• Task instructions: Pick out each line in the rows below that contains the word "foliage", and copy those lines. Treat uppercase and lowercase letters as different.

• Given records:
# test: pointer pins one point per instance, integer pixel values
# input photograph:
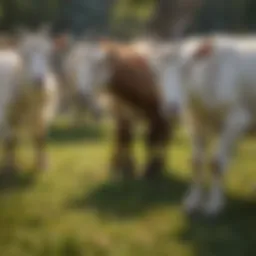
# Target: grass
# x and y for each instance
(75, 209)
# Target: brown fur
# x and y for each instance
(133, 83)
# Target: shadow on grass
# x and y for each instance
(16, 180)
(129, 199)
(71, 134)
(232, 233)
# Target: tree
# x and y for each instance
(168, 13)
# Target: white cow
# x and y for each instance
(213, 81)
(69, 68)
(29, 94)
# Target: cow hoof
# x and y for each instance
(9, 168)
(214, 205)
(193, 200)
(154, 175)
(42, 166)
(122, 175)
(154, 171)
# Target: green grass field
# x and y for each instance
(75, 209)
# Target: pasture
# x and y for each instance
(75, 209)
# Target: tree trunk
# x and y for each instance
(168, 12)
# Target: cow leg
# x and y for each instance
(40, 142)
(122, 159)
(235, 126)
(157, 142)
(194, 196)
(9, 152)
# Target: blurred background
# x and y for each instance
(127, 18)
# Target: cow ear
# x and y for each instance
(205, 49)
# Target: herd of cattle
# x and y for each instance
(207, 84)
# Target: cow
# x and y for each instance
(29, 95)
(129, 78)
(214, 83)
(67, 58)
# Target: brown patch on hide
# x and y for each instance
(133, 82)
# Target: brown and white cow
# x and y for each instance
(129, 78)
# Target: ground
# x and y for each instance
(75, 209)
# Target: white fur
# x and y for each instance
(219, 87)
(19, 69)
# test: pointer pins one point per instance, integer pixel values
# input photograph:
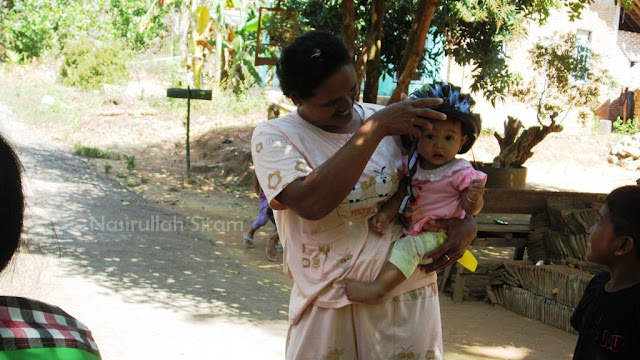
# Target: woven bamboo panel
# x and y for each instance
(559, 283)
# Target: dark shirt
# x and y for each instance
(608, 323)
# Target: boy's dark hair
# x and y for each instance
(309, 61)
(457, 106)
(11, 202)
(624, 207)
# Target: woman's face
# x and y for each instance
(601, 239)
(331, 108)
(441, 144)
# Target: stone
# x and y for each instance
(48, 100)
(202, 168)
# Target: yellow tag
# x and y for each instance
(468, 261)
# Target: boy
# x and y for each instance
(608, 316)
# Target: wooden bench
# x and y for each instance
(515, 207)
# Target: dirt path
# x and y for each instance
(188, 293)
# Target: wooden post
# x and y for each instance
(189, 94)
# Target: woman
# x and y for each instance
(30, 329)
(326, 170)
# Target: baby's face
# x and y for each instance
(440, 145)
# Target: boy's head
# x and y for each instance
(457, 106)
(617, 232)
(12, 200)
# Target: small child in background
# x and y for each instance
(608, 315)
(265, 213)
(446, 187)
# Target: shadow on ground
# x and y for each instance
(145, 252)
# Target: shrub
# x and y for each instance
(94, 153)
(89, 65)
(629, 127)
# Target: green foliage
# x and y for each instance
(93, 153)
(88, 64)
(131, 162)
(565, 78)
(628, 127)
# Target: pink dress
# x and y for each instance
(320, 255)
(437, 194)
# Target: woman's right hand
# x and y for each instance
(409, 116)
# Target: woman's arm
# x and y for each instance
(317, 194)
(472, 197)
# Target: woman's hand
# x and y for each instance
(409, 116)
(461, 233)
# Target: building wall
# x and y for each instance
(617, 49)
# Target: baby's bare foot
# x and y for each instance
(364, 292)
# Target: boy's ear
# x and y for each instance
(625, 245)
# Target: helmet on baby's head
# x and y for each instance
(456, 106)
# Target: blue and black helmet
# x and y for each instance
(456, 106)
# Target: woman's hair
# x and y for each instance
(457, 106)
(11, 202)
(308, 62)
(624, 208)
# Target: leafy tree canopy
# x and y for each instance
(474, 31)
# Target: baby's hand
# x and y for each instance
(379, 223)
(475, 190)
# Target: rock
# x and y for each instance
(133, 182)
(626, 163)
(634, 152)
(48, 100)
(634, 165)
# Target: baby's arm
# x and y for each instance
(388, 212)
(472, 200)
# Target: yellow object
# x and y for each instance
(203, 16)
(468, 261)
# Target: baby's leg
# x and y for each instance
(405, 256)
(373, 292)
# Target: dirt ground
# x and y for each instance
(219, 188)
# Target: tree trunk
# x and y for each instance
(373, 60)
(415, 47)
(349, 31)
(515, 151)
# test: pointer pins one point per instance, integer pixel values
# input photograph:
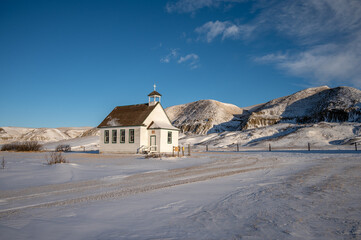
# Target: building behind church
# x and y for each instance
(138, 128)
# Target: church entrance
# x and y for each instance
(153, 143)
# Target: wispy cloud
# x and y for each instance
(190, 6)
(192, 59)
(328, 31)
(211, 30)
(325, 34)
(323, 64)
(172, 55)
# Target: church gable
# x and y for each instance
(132, 115)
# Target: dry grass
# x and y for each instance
(22, 146)
(55, 158)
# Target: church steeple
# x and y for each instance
(154, 97)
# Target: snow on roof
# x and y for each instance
(154, 93)
(161, 125)
(131, 115)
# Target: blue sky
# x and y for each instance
(69, 63)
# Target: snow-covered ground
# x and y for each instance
(213, 195)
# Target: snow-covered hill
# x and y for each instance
(43, 135)
(283, 135)
(204, 116)
(312, 105)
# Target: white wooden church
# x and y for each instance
(138, 128)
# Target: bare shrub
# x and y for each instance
(55, 158)
(3, 163)
(157, 155)
(22, 146)
(63, 148)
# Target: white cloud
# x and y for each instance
(192, 60)
(329, 63)
(327, 31)
(211, 30)
(172, 55)
(190, 6)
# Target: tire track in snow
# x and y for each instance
(137, 183)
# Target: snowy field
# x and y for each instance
(213, 195)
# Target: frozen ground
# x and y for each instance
(215, 195)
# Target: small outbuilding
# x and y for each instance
(138, 128)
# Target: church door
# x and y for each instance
(153, 143)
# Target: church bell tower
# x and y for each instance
(154, 97)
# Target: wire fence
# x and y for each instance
(307, 147)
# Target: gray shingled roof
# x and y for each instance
(131, 115)
(154, 93)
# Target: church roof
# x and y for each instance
(161, 125)
(154, 93)
(131, 115)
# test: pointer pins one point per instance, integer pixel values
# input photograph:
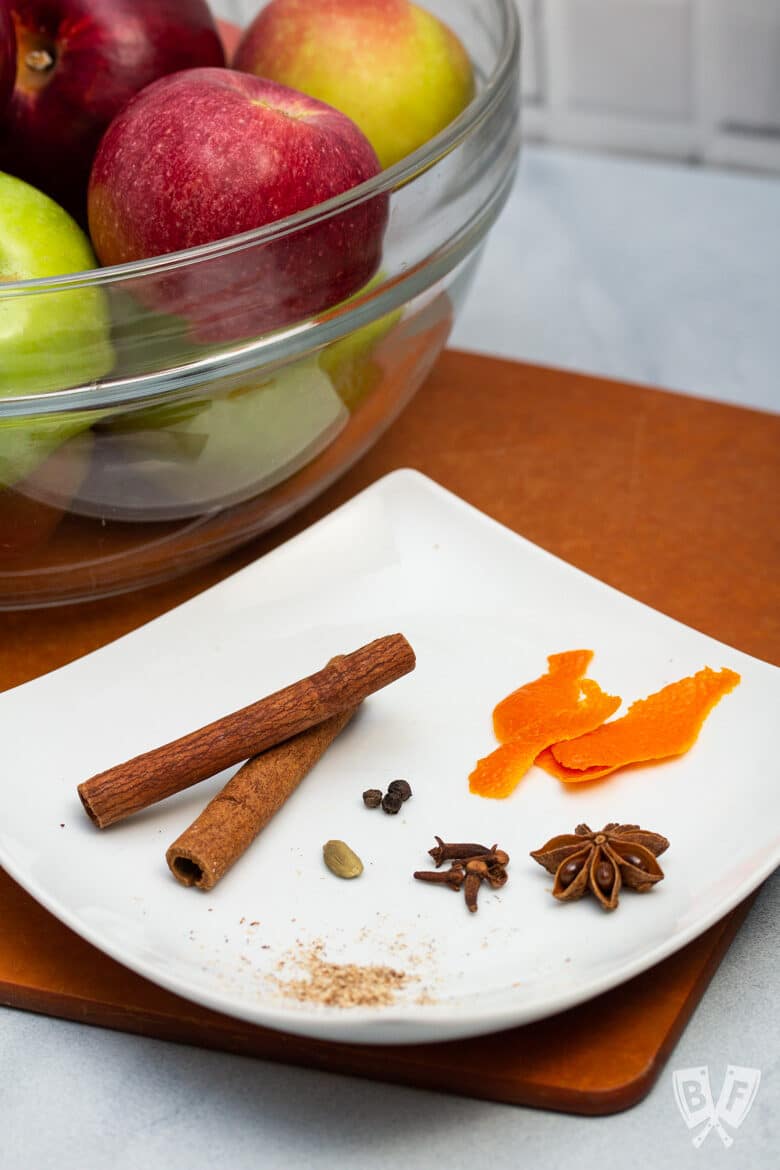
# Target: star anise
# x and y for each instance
(602, 862)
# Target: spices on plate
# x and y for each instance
(232, 820)
(469, 868)
(338, 687)
(392, 803)
(343, 984)
(398, 792)
(664, 724)
(602, 862)
(342, 860)
(453, 851)
(558, 706)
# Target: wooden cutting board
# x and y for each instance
(667, 497)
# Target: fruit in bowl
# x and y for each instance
(209, 153)
(7, 57)
(397, 70)
(47, 342)
(77, 64)
(250, 370)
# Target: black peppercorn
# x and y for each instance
(402, 787)
(392, 803)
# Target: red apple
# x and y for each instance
(7, 56)
(77, 63)
(208, 153)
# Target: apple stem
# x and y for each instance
(39, 60)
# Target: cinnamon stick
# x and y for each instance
(232, 820)
(340, 686)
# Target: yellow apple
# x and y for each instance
(391, 66)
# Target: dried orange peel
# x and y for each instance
(662, 725)
(558, 706)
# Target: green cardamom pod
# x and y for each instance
(342, 860)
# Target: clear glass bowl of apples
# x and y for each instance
(228, 259)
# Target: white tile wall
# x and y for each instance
(689, 78)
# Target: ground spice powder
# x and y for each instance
(342, 984)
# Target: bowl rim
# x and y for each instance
(391, 179)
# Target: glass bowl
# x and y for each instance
(168, 411)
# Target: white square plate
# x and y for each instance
(483, 608)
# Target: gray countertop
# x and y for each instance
(637, 270)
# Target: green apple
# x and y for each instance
(47, 341)
(174, 461)
(391, 66)
(350, 362)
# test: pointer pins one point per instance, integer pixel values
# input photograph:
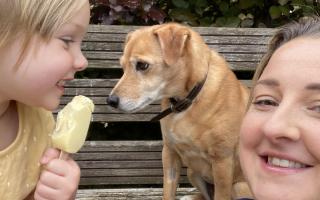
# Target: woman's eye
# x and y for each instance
(315, 108)
(67, 41)
(265, 102)
(141, 66)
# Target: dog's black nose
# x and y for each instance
(113, 100)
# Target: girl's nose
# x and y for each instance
(80, 62)
(281, 125)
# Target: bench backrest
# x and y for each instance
(139, 162)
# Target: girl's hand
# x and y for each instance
(59, 179)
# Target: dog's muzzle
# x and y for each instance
(113, 100)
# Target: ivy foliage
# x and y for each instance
(226, 13)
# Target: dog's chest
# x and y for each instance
(191, 150)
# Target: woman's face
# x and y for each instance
(280, 134)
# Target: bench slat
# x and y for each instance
(239, 65)
(153, 180)
(220, 47)
(124, 29)
(129, 193)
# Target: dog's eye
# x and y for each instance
(141, 66)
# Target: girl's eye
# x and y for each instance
(315, 108)
(67, 41)
(141, 66)
(264, 103)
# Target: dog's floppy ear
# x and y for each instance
(172, 41)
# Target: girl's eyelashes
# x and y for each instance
(264, 104)
(67, 41)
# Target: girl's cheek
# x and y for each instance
(248, 131)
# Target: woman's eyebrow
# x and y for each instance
(313, 86)
(268, 82)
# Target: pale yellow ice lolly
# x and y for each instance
(73, 124)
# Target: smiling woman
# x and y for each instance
(279, 137)
(40, 50)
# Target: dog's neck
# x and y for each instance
(180, 105)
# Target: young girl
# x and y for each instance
(280, 134)
(39, 52)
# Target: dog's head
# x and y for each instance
(155, 63)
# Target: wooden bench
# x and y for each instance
(132, 169)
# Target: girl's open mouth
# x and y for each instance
(284, 163)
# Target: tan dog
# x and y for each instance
(167, 61)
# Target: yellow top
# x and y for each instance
(19, 163)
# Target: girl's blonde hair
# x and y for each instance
(26, 18)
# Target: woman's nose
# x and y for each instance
(80, 62)
(281, 125)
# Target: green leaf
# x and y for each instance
(284, 10)
(206, 21)
(298, 2)
(274, 12)
(245, 4)
(283, 2)
(183, 15)
(224, 7)
(228, 21)
(201, 3)
(180, 3)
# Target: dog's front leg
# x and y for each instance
(171, 172)
(223, 170)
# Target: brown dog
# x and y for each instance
(167, 62)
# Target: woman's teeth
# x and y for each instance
(285, 163)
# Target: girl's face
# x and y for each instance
(280, 134)
(40, 78)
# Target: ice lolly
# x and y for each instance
(72, 124)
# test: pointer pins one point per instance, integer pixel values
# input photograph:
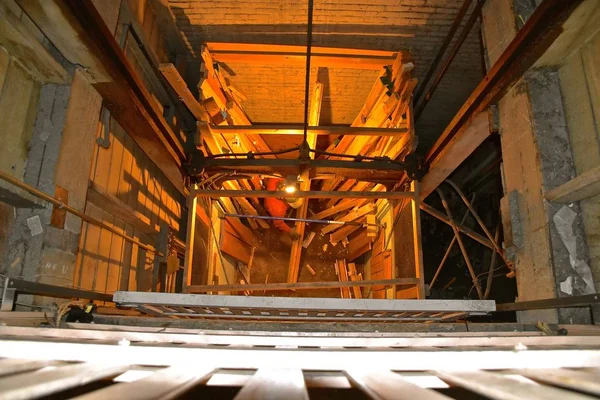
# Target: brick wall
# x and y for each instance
(276, 93)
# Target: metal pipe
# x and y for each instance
(307, 80)
(460, 243)
(37, 193)
(316, 221)
(434, 64)
(455, 49)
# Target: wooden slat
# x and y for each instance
(582, 381)
(500, 387)
(351, 216)
(385, 384)
(274, 384)
(298, 286)
(313, 129)
(178, 84)
(165, 383)
(581, 187)
(43, 383)
(303, 194)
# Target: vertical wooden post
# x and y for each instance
(192, 202)
(416, 223)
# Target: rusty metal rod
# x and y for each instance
(450, 246)
(39, 194)
(460, 243)
(479, 221)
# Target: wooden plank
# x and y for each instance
(417, 240)
(236, 248)
(271, 384)
(459, 148)
(581, 381)
(44, 383)
(340, 61)
(387, 385)
(303, 194)
(581, 187)
(341, 206)
(299, 285)
(235, 227)
(500, 387)
(188, 263)
(165, 383)
(313, 129)
(225, 47)
(178, 84)
(27, 50)
(351, 216)
(343, 277)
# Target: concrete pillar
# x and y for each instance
(546, 240)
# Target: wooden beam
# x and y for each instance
(351, 216)
(316, 60)
(294, 129)
(299, 286)
(458, 149)
(314, 114)
(303, 194)
(81, 35)
(27, 50)
(417, 241)
(581, 187)
(225, 47)
(172, 76)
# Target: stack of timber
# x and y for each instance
(388, 105)
(347, 272)
(219, 104)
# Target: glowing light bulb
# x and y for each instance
(290, 189)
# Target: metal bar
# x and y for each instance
(449, 249)
(532, 40)
(444, 218)
(22, 185)
(562, 302)
(307, 303)
(435, 63)
(299, 286)
(316, 221)
(313, 359)
(460, 244)
(302, 194)
(294, 129)
(455, 49)
(43, 289)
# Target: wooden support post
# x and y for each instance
(417, 240)
(189, 248)
(160, 261)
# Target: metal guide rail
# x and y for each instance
(300, 309)
(108, 361)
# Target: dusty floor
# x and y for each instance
(272, 258)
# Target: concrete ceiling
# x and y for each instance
(276, 92)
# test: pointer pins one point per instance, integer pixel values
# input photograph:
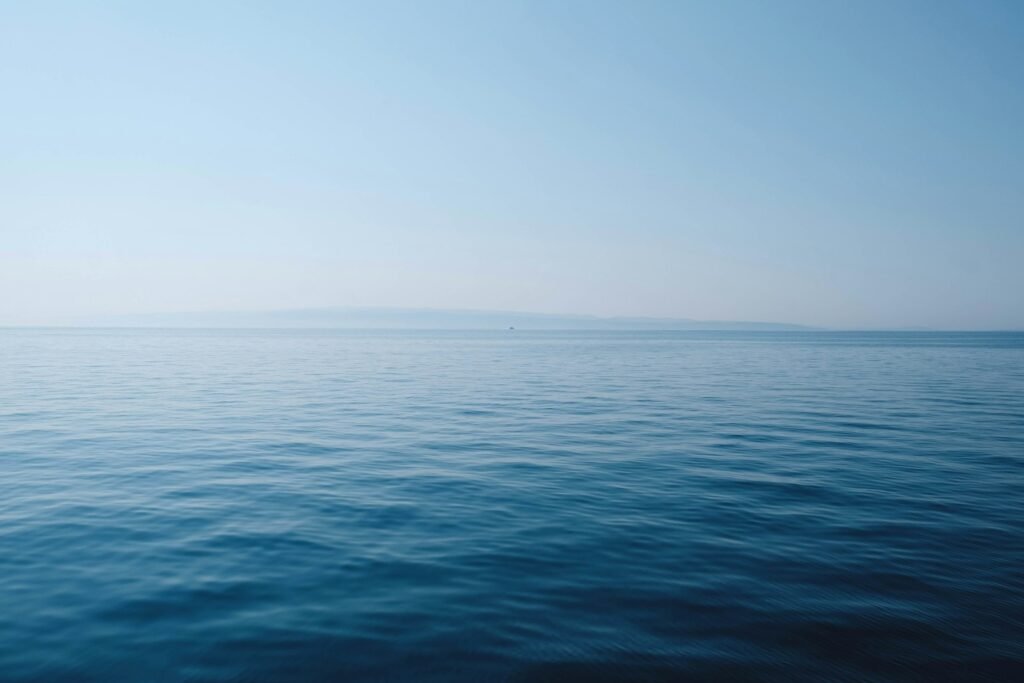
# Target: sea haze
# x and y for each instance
(419, 318)
(229, 505)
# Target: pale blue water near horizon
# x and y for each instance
(188, 505)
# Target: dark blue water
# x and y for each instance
(344, 506)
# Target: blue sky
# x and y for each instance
(844, 164)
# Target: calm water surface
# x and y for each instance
(514, 506)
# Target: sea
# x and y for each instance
(510, 505)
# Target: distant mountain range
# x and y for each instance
(423, 318)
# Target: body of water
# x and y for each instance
(510, 506)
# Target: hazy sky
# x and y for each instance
(851, 164)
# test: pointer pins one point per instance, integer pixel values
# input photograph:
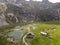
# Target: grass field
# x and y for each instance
(42, 40)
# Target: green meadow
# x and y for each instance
(54, 34)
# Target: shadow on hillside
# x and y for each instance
(53, 22)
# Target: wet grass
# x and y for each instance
(54, 35)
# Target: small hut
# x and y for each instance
(30, 35)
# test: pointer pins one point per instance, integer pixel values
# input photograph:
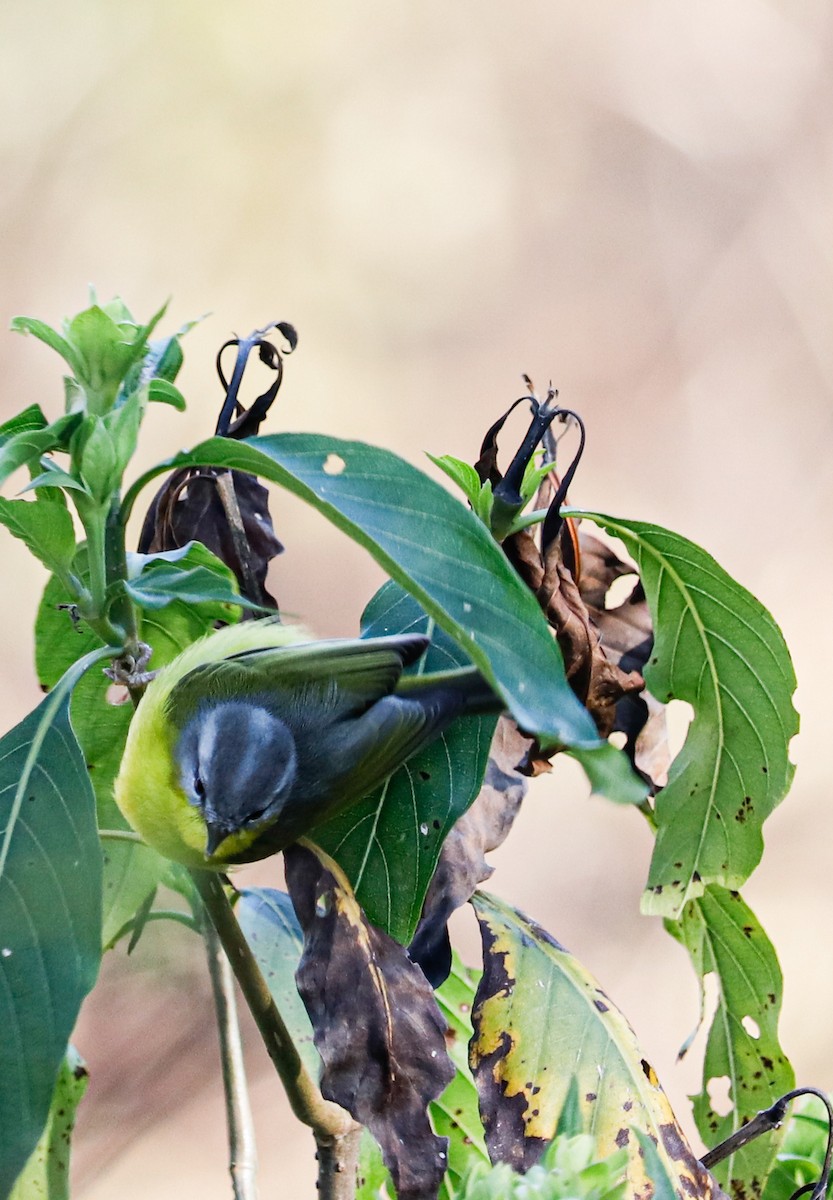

• Full response:
# Target: green foliage
# Target: ivy foliage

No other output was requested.